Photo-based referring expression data
=== Begin Enclosure ===
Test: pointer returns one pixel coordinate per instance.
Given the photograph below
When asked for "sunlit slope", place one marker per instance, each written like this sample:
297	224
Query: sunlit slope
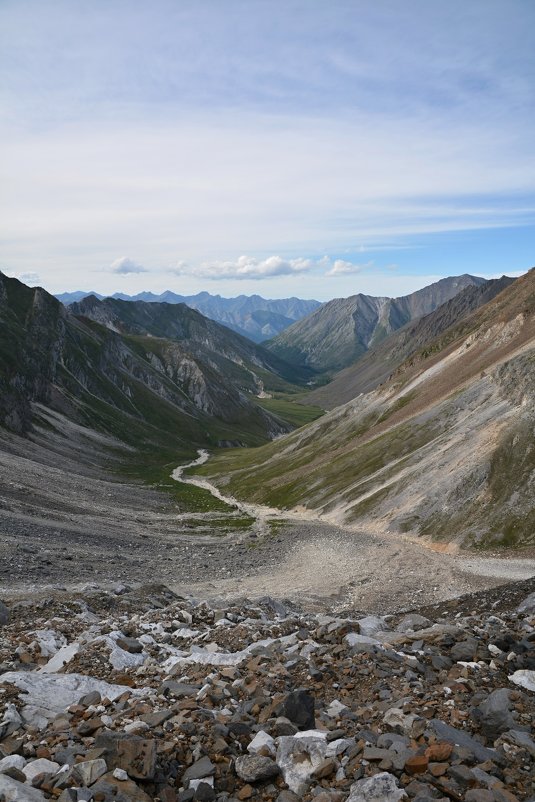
=== End Enclosure ===
When the word "sunlit" occurs in a line above, list that line.

When asked for "sunlit slope", place one marker per instance, each written like this sample:
Query: sunlit slope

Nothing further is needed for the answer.